◆ **Directions**
Copy the stretch from the line containing "Could you please indicate the blonde" through the end of the material, keeping the requests as they are. In the locations, multiply every coordinate by 1.9 and round to whole numbers, with halves going up. Give only those lines.

◆ **Listed entries**
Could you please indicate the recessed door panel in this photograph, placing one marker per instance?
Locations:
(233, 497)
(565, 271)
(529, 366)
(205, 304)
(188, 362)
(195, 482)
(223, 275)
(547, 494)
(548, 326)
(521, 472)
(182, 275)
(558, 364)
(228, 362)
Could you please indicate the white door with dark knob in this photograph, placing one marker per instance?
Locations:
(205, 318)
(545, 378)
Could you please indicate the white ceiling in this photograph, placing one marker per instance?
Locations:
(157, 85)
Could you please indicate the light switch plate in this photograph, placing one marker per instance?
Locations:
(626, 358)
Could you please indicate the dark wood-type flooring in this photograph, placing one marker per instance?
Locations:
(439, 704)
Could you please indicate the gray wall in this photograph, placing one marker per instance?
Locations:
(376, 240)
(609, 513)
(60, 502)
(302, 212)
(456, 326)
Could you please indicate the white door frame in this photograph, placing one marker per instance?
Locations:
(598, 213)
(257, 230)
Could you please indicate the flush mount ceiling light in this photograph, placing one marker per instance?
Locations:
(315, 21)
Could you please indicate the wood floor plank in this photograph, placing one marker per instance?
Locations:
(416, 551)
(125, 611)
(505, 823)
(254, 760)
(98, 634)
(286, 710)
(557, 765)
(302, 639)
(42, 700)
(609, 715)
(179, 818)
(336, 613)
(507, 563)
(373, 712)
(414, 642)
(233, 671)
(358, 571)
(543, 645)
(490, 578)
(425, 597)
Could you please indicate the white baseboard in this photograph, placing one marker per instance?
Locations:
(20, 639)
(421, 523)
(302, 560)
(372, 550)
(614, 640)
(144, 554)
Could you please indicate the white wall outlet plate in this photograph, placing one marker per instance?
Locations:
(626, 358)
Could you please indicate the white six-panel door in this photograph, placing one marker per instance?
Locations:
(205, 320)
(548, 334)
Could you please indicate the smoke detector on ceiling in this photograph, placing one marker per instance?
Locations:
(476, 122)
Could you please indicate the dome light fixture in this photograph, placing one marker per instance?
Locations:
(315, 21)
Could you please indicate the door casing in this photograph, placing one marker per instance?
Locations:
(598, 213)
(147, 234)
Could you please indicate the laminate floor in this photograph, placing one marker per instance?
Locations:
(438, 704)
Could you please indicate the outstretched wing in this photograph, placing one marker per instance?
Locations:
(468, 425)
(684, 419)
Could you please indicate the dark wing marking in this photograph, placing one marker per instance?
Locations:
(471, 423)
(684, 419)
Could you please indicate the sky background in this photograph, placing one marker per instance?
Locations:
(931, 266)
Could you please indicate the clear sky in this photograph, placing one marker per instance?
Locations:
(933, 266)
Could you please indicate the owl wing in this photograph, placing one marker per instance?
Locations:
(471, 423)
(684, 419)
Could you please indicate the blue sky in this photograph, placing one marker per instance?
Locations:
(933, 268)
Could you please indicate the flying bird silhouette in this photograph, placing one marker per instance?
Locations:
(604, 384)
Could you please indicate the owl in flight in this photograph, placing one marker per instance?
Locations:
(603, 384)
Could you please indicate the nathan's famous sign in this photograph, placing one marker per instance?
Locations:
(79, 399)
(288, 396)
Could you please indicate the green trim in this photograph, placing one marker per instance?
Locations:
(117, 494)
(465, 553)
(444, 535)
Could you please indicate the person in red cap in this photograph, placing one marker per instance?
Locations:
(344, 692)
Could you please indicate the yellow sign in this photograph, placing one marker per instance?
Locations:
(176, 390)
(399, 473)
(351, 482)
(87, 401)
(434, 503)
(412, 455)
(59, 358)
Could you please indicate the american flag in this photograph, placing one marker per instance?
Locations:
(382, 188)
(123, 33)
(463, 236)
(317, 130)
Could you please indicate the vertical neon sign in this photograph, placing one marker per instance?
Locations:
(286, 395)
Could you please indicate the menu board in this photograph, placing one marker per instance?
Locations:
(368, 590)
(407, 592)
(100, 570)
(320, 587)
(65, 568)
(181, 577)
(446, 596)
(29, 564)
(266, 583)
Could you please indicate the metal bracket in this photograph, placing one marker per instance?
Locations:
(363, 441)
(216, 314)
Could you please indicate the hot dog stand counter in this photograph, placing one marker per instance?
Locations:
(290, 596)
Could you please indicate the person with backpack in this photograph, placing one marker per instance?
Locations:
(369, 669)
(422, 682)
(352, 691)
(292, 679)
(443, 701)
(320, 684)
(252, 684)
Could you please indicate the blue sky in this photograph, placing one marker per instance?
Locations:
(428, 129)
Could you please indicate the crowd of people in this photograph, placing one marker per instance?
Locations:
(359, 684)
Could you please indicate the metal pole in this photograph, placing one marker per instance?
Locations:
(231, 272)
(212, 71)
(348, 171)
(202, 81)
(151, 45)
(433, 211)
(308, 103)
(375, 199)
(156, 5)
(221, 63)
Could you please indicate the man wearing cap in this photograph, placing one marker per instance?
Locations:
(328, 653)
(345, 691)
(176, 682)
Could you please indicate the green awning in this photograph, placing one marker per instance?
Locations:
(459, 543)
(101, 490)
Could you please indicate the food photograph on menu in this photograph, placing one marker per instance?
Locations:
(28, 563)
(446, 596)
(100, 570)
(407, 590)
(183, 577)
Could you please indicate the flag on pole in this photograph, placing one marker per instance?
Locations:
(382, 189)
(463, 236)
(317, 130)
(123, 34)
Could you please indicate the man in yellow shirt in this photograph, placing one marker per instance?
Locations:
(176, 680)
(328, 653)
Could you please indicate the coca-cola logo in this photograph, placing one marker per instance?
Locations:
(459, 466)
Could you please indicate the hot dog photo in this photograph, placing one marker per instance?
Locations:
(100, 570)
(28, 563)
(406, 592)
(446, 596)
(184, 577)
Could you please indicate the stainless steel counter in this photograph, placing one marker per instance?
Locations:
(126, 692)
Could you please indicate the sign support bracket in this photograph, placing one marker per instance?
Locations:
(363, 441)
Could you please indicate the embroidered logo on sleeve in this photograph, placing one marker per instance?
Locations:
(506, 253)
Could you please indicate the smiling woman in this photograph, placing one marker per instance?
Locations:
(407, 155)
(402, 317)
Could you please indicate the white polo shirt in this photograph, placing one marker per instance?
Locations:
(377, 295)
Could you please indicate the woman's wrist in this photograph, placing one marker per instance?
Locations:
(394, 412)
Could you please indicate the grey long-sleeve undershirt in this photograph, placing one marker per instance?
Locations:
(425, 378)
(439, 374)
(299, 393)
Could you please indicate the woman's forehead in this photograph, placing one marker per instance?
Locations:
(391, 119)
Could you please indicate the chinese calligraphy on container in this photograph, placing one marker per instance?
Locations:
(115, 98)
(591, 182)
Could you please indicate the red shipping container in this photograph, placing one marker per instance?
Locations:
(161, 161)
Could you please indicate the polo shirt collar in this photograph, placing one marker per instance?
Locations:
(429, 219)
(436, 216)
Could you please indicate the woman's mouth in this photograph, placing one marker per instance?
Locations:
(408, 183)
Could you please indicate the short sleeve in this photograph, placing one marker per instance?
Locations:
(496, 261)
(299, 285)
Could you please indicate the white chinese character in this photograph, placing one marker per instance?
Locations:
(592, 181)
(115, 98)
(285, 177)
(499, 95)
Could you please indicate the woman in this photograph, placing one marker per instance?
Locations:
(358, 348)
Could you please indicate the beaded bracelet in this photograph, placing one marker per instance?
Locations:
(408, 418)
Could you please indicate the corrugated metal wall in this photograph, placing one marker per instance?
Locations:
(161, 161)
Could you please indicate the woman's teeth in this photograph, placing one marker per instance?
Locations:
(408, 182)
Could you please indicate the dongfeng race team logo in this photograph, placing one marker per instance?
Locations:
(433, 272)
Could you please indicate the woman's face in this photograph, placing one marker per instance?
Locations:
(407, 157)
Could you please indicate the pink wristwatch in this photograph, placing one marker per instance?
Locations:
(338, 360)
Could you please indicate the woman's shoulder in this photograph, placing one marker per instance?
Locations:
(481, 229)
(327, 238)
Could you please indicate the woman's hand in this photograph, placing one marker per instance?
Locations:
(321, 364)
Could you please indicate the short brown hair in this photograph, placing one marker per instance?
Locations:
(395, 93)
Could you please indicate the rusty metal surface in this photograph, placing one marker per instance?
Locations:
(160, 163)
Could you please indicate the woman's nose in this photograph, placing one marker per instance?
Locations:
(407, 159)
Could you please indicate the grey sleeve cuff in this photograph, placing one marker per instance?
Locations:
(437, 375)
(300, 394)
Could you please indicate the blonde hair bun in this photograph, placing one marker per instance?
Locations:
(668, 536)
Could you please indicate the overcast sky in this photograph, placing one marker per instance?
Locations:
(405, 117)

◆ **Complete response**
Could you please indicate the blonde hair bun in this photograph, placing one marker per instance?
Locations:
(1269, 1018)
Could you please indicate the overcast sky in this photograph, placing one marker per instance?
Locations:
(770, 222)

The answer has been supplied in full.